- WHAT THE TASK ASKS: Print the complete set of entries exactly.
══ DATA RECORDS ══
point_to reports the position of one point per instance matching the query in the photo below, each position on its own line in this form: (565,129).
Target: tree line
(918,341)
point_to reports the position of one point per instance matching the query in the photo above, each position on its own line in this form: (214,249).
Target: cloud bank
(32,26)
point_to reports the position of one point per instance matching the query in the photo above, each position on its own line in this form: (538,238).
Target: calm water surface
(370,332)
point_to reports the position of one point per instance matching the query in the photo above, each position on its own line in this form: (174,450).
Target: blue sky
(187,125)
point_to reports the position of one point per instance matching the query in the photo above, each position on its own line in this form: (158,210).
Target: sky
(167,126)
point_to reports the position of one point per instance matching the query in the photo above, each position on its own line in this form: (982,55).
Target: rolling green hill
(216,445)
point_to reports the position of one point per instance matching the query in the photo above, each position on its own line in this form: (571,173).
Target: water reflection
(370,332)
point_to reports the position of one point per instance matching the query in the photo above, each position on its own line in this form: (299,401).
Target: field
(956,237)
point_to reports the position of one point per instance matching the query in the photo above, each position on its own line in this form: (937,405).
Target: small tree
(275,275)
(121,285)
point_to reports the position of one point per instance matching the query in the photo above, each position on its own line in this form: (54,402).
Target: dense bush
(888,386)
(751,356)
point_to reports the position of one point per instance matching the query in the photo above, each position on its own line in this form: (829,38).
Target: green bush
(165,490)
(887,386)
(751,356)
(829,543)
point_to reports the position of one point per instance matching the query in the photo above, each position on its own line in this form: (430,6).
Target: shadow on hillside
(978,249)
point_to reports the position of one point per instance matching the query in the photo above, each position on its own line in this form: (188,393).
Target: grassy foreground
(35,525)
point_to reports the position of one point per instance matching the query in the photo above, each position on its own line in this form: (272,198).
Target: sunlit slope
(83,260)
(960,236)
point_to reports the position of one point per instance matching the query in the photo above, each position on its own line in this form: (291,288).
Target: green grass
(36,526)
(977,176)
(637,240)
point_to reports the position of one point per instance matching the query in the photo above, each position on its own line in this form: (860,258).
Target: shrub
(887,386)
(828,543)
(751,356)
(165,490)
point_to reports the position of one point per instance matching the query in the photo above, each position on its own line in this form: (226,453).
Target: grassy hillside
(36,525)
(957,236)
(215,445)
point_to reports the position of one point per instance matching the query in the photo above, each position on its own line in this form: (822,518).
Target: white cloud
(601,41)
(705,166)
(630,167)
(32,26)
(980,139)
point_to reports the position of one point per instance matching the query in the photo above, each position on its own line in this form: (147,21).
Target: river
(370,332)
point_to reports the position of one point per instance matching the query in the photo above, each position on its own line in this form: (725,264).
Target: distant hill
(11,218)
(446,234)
═══
- RIGHT ANSWER:
point_to reports the position of one point per instance matching the query in the photo below, each position on its own line in this form: (565,129).
Target: tree line
(918,341)
point_to reports the position of one point per instance matching the query in the photo above, each position on its own line in this form: (214,249).
Target: cloud bank
(32,26)
point_to reports the position of one point per instance matching the query in the photo above, each position on its own line in this form: (538,238).
Target: calm water surface
(370,332)
point_to reports the position of one point per instance matching the query in the photo above, each position on its own line in this form: (174,450).
Target: blue sky
(187,125)
point_to reports the position of one point per instance matching the query in the photo above, each position on its own line in this form: (158,210).
Target: sky
(167,126)
point_to reports the position of one point per instance matching the query in the photo above, each position on its own line in this form: (982,55).
Target: rolling green hill
(216,445)
point_to reports the position of one point per instance matching the query in the photo above, each position on its own line in this form: (571,173).
Target: water reflection
(370,332)
point_to reports the position of one point per instance matching the query in the photo above, each position on its own line in this form: (299,401).
Target: field
(956,237)
point_to reports the position of one point per instance matching the query in the photo above, each position on its own line in this form: (937,405).
Target: small tree
(275,275)
(121,285)
point_to reports the position of one point per instance matching the query in the photo above, each position on its own line in this form: (54,402).
Target: dense bush
(888,386)
(751,356)
point_to reports the position of one point per instance matching the query in the photo above, each position on its own line in this form: (829,38).
Target: green bush
(165,490)
(887,386)
(751,356)
(829,543)
point_to reports the position of one point per instance matching the query in the photo above, each position on its own line in this form: (430,6).
Target: shadow on hillside
(978,249)
point_to reports the position of one point per instance matching the query in the photo above, each position on its own line in this form: (188,393).
Target: grassy foreground
(35,525)
point_to reports the position of one point per instance matching the query in the photo above, each position on its own line in this form: (272,198).
Target: sunlit slope
(83,260)
(960,236)
point_to reports the position of one point per instance matching the query in the photo above, each position on its own line in this form: (291,288).
Target: green grass
(36,526)
(977,176)
(637,240)
point_to reports the position of one point per instance matching the query in the photo above, each position on its own line in this form: (860,258).
Target: shrub
(887,386)
(828,543)
(751,356)
(165,490)
point_to reports the position of one point per instance matching the query in the photo above, each position on its own line in this form: (226,453).
Target: grassy hillside
(36,525)
(957,236)
(215,445)
point_to reports the position of one point per instance matching the query in the photo above, each position on its own line in this form: (822,518).
Target: white cloud
(601,41)
(705,166)
(630,167)
(32,26)
(980,139)
point_to reports the position of one point per instance matching the query in the photo above, each position on its own line in this form: (147,21).
Target: river
(370,332)
point_to reports the position of one point per instance matching the query in the photo above, each position on its own line in this form: (725,264).
Target: distant hill
(11,218)
(446,234)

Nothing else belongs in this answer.